=== Text ===

Kearney brought a nine count complaint against defendants IDL, Kothari, INCA, Jolitz, Popp and Kackert. The complaint alleged constructive trust, common law fraud, conversion, deceptive trade practices, breach of contract and conspiracy. At trial, defendants IDL and Jolitz, who had filed for protection under the bankruptcy laws, interposed the automatic stay. INCA defaulted, and the trial proceeded against Kothari, Popp and Kackert. The trial judge found the defendants jointly and severally liable on the counts of constructive trust and conversion. The court found in favor of defendants on all other counts. Defendant Kackert now appeals.
After hearing 10 days of testimony and argument and reviewing over 1700 pages of evidence and transcripts, the trial judge found that George Kackert was not an innocent third party without knowledge who might otherwise be insulated from liability to Kearney, and held that Kearney was entitled to judgment against Kackert under the theories of conversion and constructive trust. The trial court found that (1) Kackert had actual knowledge of the source of the funds that he was accepting in the discharge of Popp’s personal debts; (2) he understood Popp to be a corporate officer of INCA; and that (3) Kackert was thus charged with knowledge that the funds he received in repayment of a personal loan were funds held in trust by Popp as a deposit for the completion of the Kearney job. The trial court noted that Illinois law will not permit a party with knowledge of a breach of trust to receive trust funds in the discharge of personal debts and then withhold them from recapture by the aggrieved party.
Based upon the trial court’s findings of fact and our reading of Illinois law, we find that the imposition of a constructive trust on Kackert arising out of his knowledge of a breach of a fiduciary duty is not against the manifest weight of the evidence but that the finding of conversion was error.

=== Information supplied ===

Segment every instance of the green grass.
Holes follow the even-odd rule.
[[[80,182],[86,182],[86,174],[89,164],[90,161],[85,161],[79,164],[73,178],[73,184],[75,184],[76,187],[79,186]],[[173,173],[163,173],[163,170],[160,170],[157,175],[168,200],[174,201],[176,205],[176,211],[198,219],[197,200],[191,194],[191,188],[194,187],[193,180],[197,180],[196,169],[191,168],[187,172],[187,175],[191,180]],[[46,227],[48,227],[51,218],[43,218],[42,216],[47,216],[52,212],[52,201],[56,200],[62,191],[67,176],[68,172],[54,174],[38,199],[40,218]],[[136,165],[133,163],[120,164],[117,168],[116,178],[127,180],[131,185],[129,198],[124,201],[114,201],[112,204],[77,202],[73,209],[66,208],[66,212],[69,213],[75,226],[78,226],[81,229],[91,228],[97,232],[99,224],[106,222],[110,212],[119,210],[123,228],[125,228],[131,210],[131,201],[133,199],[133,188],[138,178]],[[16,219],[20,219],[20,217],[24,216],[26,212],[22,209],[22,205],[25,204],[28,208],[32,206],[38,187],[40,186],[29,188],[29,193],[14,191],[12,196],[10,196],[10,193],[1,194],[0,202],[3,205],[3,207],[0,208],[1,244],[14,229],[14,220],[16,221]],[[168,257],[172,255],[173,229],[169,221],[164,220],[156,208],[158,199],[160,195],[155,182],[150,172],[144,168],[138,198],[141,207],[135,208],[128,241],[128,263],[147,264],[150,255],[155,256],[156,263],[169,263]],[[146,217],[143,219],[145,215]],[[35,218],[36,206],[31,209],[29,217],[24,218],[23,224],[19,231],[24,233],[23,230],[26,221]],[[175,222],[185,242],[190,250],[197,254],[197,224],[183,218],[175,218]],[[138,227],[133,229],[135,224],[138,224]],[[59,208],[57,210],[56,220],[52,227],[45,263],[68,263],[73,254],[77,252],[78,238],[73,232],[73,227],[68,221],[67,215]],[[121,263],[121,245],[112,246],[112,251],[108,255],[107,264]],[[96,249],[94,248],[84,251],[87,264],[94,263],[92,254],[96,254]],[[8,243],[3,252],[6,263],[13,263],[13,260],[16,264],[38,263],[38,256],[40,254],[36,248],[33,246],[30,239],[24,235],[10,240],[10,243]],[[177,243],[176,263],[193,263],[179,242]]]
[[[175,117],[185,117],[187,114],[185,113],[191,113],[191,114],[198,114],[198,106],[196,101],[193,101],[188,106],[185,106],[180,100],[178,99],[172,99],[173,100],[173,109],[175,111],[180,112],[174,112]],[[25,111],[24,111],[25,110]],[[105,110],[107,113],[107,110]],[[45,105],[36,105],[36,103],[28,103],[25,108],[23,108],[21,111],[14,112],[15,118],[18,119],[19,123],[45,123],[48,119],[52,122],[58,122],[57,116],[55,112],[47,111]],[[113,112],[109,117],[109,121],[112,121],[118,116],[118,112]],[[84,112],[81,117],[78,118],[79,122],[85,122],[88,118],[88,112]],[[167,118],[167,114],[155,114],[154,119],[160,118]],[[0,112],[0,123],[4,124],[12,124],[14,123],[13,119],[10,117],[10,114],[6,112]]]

===

# [Your tasks]
A: Name every defendant against whom Kearney brought the complaint, as listed in the court opinion above the material.
B: According to the court opinion, which two defendants had filed for bankruptcy protection and raised the automatic stay at trial?
C: Carry the court opinion forward, starting after its final sentence.

# [Answers given]
A: IDL, Kothari, INCA, Jolitz, Popp, Kackert

B: IDL and Jolitz.

C:
A constructive trust is one raised by operation of law and imposed by a court of equity where the legal title to money or property is obtained by a person in violation of some duty owing to him who is equitably entitled thereto. (Compton v. Compton (1953), 414 Ill. 149, 111 N.E.2d 109.) A constructive trust will be used to compel a party who unfairly holds a property interest or money to convey that property to the one to whom it justly belongs (Labarbera v. Labarbera (1983), 116 Ill. App. 3d 959, 452 N.E.2d 684); to prevent a person from holding for his own benefit an advantage gained by the abuse of a fiduciary relationship (Perry v. Wyeth (1962), 25 Ill. 2d 250, 184 N.E.2d 861); or, where the person holding property would be unjustly enriched if he were permitted to retain such property. (Zack Co. v. Sims (1982), 108 Ill. App. 3d 16, 438 N.E.2d 663.) An action to prevent unjust enrichment is maintainable in all cases where one person has received money under such circumstances that in equity and good conscience he ought not be allowed to keep it. *661 Village of Wheeling v. Stavros (1980), 89 Ill. App. 3d 450, 411 N.E.2d 1067.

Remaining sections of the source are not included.